◆ **TAREAS REQUERIDAS**
a - Traduce al inglés esta oración del texto sobre la contaminación por plásticos: "El plástico, ese material que nos dio comodidad, avances médicos y alimentos mejor conservados, se ha convertido en un invasor invisible y permanente."
b - Retoma el texto sobre la contaminación por plásticos y prosíguelo a partir de su última oración.

◆ **TEXTO DE ESTUDIO**
::::

Juan L. Kaye López

En Ginebra, Suiza, se desarrolla desde el 5 de agosto y hasta el 14 de este mes una reunión histórica: representantes de 180 países intentan construir el primer tratado internacional jurídicamente vinculante para frenar la contaminación por plásticos. La urgencia no es exageración: producimos 460 millones de toneladas de plástico al año, reciclamos apenas un 9% y el resto invade tierra, ríos, mares… y nuestros propios cuerpos.

El plástico, ese material que nos dio comodidad, avances médicos y alimentos mejor conservados, se ha convertido en un invasor invisible y permanente. Está en la Fosa de las Marianas, en la cima del Everest y en la placenta de los recién nacidos. En la Ciudad de México, tan solo los residuos plásticos anuales —895 toneladas— podrían llenar un Estadio Azteca entero.

::::

◆ **FRAGMENTOS DE REGISTROS**

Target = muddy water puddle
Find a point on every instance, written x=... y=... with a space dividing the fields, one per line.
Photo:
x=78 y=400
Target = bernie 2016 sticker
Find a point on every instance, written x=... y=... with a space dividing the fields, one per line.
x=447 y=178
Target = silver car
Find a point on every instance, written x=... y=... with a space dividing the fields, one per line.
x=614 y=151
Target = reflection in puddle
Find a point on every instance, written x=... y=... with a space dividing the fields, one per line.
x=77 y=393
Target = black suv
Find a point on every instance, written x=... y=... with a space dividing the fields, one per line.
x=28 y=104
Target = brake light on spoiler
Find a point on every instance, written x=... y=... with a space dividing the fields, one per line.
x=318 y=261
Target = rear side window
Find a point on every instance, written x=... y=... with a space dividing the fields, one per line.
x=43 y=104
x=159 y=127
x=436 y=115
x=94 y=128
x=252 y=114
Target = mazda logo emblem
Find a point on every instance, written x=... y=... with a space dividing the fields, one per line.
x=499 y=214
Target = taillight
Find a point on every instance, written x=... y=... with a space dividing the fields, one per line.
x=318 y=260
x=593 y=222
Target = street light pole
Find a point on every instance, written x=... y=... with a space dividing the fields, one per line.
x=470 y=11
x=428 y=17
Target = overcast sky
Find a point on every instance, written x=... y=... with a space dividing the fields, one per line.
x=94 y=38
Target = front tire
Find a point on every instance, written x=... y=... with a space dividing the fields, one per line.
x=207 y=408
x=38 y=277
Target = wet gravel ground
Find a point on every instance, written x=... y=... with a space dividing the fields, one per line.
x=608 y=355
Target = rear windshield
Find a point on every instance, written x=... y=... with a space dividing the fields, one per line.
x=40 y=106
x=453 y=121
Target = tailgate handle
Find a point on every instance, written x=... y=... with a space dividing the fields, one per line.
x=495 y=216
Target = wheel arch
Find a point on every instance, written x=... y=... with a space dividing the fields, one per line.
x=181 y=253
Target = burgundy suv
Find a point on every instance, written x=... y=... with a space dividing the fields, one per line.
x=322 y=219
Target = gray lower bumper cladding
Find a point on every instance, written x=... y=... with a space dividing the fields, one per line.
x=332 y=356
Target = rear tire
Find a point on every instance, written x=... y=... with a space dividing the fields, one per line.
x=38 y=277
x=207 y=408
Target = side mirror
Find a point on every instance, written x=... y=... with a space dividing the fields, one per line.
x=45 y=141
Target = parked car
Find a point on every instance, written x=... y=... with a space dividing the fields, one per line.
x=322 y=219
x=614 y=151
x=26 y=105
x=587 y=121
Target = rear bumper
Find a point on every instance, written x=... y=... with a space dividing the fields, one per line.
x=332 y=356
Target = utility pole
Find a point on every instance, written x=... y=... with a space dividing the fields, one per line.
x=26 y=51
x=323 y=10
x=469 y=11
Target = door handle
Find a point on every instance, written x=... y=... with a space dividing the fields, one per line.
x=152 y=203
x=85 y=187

::::

◆ **RESPUESTAS EN ORDEN**
a - Plastic, that material that gave us convenience, medical advances, and better-preserved food, has become an invisible and permanent invader.

b -
El problema es global y, de no actuar, la contaminación plástica podría triplicarse para 2060. El enemigo más peligroso es el plástico de un solo uso, que representa el 40% de la producción mundial: bolsas del mandado, vasos de unicel, empaques y envolturas. Se utilizan por minutos, pero su huella es eterna. La mayoría proviene de fuentes fósiles y carga químicos peligrosos que entran a la cadena alimentaria, al agua que bebemos y al aire que respiramos.

La Conferencia de las Naciones Unidas sobre Comercio y Desarrollo (UNCTAD) recuerda que en 2023 la producción mundial de plásticos alcanzó 436 millones de toneladas con un valor de 1.2 billones de dólares, equivalente al 5% del comercio global. El 75% de esos plásticos ya es basura, la mayor parte flotando en océanos y ecosistemas. El comercio, advierte la UNCTAD, debe ser parte de la solución: desde impulsar la circularidad y las alternativas sostenibles, hasta revertir las políticas que hoy favorecen los plásticos derivados de combustibles fósiles y encarecen sustitutos como el bambú o las fibras naturales.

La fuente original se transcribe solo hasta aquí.